◆ Problem
Output the material below in its entirety, exactly as given.
**** Dataset rows
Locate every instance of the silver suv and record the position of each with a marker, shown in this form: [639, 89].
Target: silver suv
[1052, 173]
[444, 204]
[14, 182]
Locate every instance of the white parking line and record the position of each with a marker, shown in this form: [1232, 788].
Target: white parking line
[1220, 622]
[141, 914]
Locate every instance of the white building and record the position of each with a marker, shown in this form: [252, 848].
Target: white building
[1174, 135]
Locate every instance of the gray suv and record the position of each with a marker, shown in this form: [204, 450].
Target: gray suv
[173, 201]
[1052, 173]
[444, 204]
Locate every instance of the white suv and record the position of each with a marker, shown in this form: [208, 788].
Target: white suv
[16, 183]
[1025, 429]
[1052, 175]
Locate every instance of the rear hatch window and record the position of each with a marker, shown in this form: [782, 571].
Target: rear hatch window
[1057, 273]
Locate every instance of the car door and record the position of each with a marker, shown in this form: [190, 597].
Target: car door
********
◆ Task response
Locate every instance of the silver suv and record the position of each with a marker, shown in this form: [639, 89].
Target: silver suv
[1052, 173]
[444, 204]
[14, 182]
Locate every instance of the white parking line and record the position of each with a marker, shown in this form: [1232, 788].
Target: white parking line
[1220, 622]
[141, 914]
Locate every instance of the white building and record the position of each with a marker, shown in this form: [252, 848].
Target: white building
[1174, 135]
Locate every instance of the gray suv and record the position of each with a marker, shown in this form: [204, 450].
Target: gray suv
[173, 201]
[1052, 173]
[444, 204]
Locate every instance of the white suv and record the position of each with a marker, shown in this form: [208, 788].
Target: white suv
[16, 183]
[1025, 429]
[1052, 175]
Locate every instance of the rear hatch window and record the position of each with a marker, shown in this form: [782, 571].
Target: rear hatch window
[1057, 273]
Locate every instance of the car door and record the position of each with a marker, shown in this form: [190, 597].
Target: car door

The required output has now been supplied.